_Activity_.
Give the records below again, word for word. No pictures belong in the copy.

[Provided records — start]

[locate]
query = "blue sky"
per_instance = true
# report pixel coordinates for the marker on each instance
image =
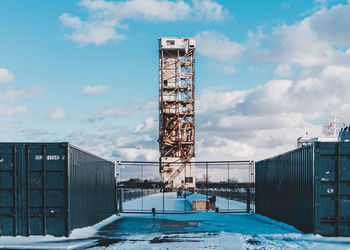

[Provided records — finish]

_Task result_.
[locate]
query = "blue sky"
per_instance = true
# report pixel coordinates for the marker on each instance
image =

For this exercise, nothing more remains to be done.